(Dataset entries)
** START **
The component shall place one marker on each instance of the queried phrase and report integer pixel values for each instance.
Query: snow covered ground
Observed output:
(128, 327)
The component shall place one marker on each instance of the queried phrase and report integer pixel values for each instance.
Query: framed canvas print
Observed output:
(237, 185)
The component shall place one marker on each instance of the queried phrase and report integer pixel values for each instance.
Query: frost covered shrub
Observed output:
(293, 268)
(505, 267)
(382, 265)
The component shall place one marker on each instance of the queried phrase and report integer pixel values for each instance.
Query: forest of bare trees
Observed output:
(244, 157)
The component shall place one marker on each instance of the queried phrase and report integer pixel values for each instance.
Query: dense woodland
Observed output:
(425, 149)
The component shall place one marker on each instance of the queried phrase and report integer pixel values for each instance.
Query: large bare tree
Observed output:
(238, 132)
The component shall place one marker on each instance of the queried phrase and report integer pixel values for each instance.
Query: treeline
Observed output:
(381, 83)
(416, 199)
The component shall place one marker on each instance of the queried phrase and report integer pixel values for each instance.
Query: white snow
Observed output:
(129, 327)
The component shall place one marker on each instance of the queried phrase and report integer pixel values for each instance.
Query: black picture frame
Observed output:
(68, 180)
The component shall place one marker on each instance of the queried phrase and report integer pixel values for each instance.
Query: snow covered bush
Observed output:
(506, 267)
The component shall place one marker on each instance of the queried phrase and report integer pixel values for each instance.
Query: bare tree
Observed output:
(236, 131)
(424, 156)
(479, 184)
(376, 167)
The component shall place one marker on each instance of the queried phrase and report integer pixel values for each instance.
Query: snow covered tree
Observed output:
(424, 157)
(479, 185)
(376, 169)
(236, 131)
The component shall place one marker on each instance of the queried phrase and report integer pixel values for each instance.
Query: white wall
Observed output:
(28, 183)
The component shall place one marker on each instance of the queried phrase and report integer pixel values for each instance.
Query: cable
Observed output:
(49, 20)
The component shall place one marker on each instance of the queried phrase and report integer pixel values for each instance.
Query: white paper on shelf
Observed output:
** END **
(Given exercise) Each entry must be reproduced verbatim.

(Final result)
The component shall place one marker on each instance of the queried phrase and report integer pixel values for each instance.
Query: snow covered ground
Observed output:
(128, 327)
The component shall place one marker on each instance of the queried phrase and report integer pixel values for each instance.
Query: framed canvas print
Observed output:
(237, 185)
The component shall place one marker on each instance of the queried phrase and report integer pixel values for each instance.
Query: frost covered shrub
Observed output:
(293, 268)
(505, 267)
(382, 265)
The component shall place one marker on each instance of the queried phrase and report integer pixel values for each instance.
Query: forest of bare trees
Observed output:
(244, 157)
The component shall place one marker on each instance of the queried phrase and report integer pixel values for each instance.
Query: dense woodland
Observed output:
(425, 149)
The component shall place one marker on each instance of the queried phrase and report integer pixel values for each instance.
Query: large bare tree
Observed output:
(238, 132)
The component shall place one marker on each instance of the queried phrase and report integer pixel values for each instance.
Query: treeline
Observed output:
(381, 83)
(416, 199)
The component shall place one marker on each instance of the queried phrase and report integer pixel values for each instance.
Query: white snow
Observed output:
(129, 327)
The component shall place one marker on each instance of the queried phrase and report integer pixel values for each instance.
Query: black picture frame
Observed output:
(68, 180)
The component shall place one marker on each instance of the queried phrase and report integer pixel values for each instance.
Query: snow covered bush
Observed output:
(506, 267)
The component shall place one marker on each instance of the queried phrase and report integer pixel values for each instance.
Query: bare tree
Observed output:
(236, 131)
(424, 156)
(479, 184)
(376, 167)
The component shall place one marker on each instance of the queried phrase and report integer pixel values for each instance.
Query: snow covered tree
Observed output:
(424, 157)
(479, 185)
(376, 169)
(236, 131)
The component shall place one marker on each instance of the queried phrase and report integer pixel values for each instance.
Query: white wall
Observed output:
(28, 183)
The component shall place one marker on each instance of the queried phrase and report integer pixel values for each instance.
Query: cable
Observed output:
(49, 20)
The component shall place one marker on each instance of the queried phrase and report integer pixel values for each instance.
Query: white paper on shelf
Observed output:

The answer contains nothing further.